▶ [Goal of the exercise]
Reproduce the lines below from the line with "Task: indicate each instance of the blue cloth" through the last line, keeping the requests unchanged, omitting the pictures, and scaling every point coordinate in the answers by 2, rounded to whole numbers with halves rounded up.

▶ [Excerpted data]
---------------
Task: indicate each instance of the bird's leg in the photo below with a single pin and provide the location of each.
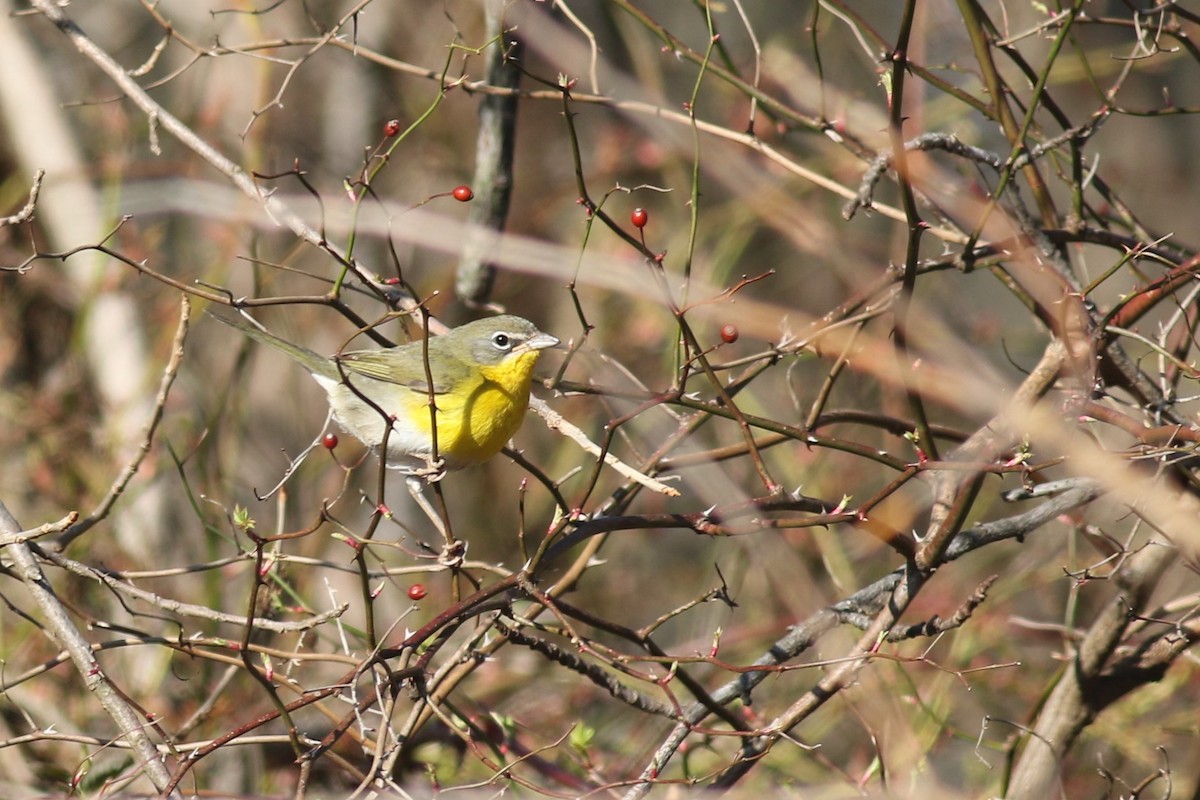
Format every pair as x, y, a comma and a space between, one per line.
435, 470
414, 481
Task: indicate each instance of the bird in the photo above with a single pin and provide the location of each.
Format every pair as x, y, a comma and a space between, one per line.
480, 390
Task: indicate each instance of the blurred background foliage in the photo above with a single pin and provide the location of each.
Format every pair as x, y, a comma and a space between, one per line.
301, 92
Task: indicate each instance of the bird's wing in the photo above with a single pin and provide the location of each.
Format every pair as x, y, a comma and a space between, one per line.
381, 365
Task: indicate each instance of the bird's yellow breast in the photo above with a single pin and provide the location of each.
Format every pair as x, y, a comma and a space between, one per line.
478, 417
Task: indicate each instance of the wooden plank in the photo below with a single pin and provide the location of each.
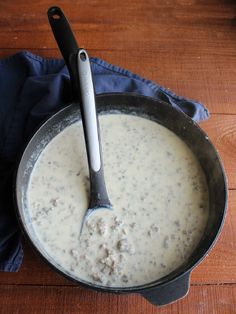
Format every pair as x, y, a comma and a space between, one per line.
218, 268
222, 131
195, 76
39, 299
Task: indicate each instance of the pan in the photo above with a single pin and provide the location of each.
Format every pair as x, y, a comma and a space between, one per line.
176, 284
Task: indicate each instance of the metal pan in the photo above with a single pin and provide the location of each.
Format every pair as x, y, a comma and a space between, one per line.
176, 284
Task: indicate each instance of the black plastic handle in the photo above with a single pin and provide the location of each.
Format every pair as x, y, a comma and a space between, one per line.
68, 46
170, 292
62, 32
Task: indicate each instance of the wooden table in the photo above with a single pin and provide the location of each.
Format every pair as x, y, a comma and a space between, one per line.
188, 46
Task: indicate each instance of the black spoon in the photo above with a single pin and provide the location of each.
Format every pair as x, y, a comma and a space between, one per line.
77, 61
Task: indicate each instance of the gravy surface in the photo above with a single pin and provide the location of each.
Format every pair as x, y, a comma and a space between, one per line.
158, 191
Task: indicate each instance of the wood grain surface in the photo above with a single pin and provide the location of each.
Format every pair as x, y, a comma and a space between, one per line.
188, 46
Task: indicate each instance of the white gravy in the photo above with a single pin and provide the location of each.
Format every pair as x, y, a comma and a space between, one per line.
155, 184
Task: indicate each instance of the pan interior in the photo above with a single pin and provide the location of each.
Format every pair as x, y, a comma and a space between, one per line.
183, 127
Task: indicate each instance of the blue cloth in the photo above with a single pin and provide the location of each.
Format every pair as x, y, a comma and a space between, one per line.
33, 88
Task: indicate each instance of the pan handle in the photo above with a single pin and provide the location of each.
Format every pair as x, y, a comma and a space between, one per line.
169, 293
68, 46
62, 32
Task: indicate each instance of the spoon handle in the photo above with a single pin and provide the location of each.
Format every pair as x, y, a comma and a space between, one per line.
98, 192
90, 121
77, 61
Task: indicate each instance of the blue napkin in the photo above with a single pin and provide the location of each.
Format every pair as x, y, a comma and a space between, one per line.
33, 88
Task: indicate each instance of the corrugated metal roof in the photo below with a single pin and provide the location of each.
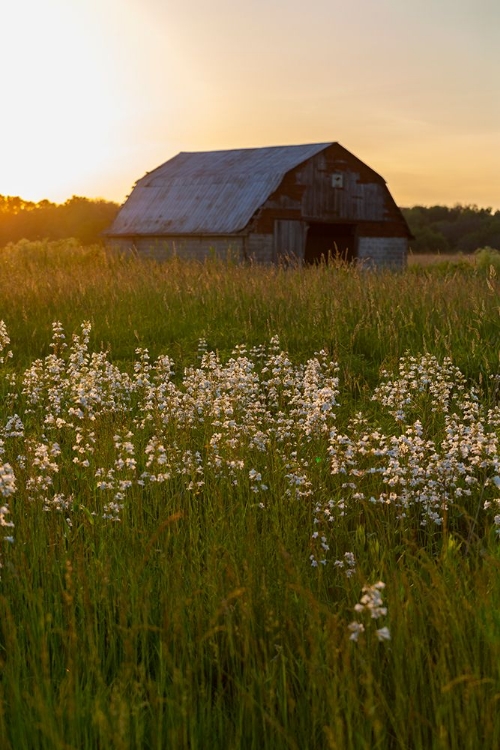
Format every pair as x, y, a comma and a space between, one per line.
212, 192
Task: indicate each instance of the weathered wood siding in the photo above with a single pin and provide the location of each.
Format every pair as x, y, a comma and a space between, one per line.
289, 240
---------------
▶ [Expected output]
Task: indicate each instance of the blue cloth in the photo above with a single pin and provide the location of each.
Format every pair as x, y, a comma and a space between, one per line.
66, 176
Task: indicate each instance of the pan handle in the photo above with a single pin and provide the location of each.
Format every pair as x, y, a comma and a space between, one per line.
338, 586
136, 92
124, 64
Task: indicate each instance of the spoon handle in the photo above with a single pin and provide the location of each.
Format every pair as x, y, a comma and a space between, one per line.
196, 384
180, 242
154, 122
Task: indicate each instance of the blue napkin in the photo above with a single pin and provide the location of each.
Format every pair as x, y, a comma and a space between, one per line.
66, 176
Task: indicate each instance of the corrugated metal roof in the photo below with a single pin and provide the location of each.
Format every pair as x, y, a comma and a space between, one per line.
424, 384
Task: indicate each instance of the weathered wood siding in the photo above with a single pin and provide the location of each.
Format every pair as x, y, a comma and a space between, one per line.
578, 480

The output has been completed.